Short exercise>
Quote the records that follow in full and exactly; leave out the pictures.

Data rows>
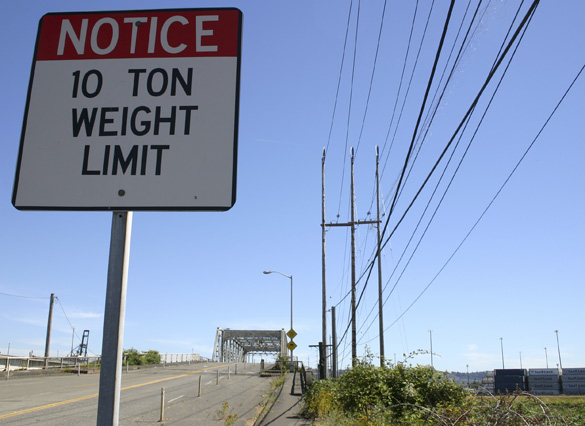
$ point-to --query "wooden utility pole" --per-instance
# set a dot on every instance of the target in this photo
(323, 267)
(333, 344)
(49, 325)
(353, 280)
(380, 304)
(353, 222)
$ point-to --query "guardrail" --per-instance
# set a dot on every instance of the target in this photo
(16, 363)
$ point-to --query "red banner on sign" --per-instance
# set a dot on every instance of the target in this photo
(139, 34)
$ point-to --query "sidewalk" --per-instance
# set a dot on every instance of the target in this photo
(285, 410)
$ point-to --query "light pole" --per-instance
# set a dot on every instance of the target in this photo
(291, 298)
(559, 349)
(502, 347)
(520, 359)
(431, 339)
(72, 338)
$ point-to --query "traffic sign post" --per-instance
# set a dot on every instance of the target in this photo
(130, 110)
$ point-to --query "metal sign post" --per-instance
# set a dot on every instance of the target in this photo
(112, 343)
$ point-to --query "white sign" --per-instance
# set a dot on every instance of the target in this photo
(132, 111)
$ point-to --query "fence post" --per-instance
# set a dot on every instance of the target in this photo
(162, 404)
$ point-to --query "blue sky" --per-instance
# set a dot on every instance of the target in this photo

Written solution>
$ point-to --query "wooden utility pole" --per-instance
# set a dot on every instance of the target in this photo
(323, 267)
(333, 344)
(49, 325)
(353, 280)
(380, 304)
(353, 222)
$ point-to --query "guardrail" --per-instance
# set a dot on every instance of the target in this photo
(16, 363)
$ point-to --query "red banner on sign" --per-instance
# set a dot on every instance of the target in this photo
(139, 34)
$ point-to --query "sidewalk" --per-instance
# set a dot on every instance of the target in this photo
(285, 410)
$ point-to --query "light pole" --per-instance
# set a dot on every instance of the target in this photo
(291, 298)
(559, 349)
(502, 347)
(520, 359)
(431, 339)
(72, 338)
$ point-to --query "traffic sign post" --per-instance
# set a dot on every instance of the target in this photo
(130, 110)
$ point-to --query "metal sign post" --per-instance
# set a dot on every instance of the target in this photo
(112, 343)
$ point-to --query "white sign" --per-instance
# set a dot on every instance of the target in this photo
(132, 111)
$ point-to --query "fence post" --per-instance
# set a dot on every instance of the target in this photo
(162, 404)
$ point-to --query "blue sky" --per-instance
# set a dot on every instance of the target in this photo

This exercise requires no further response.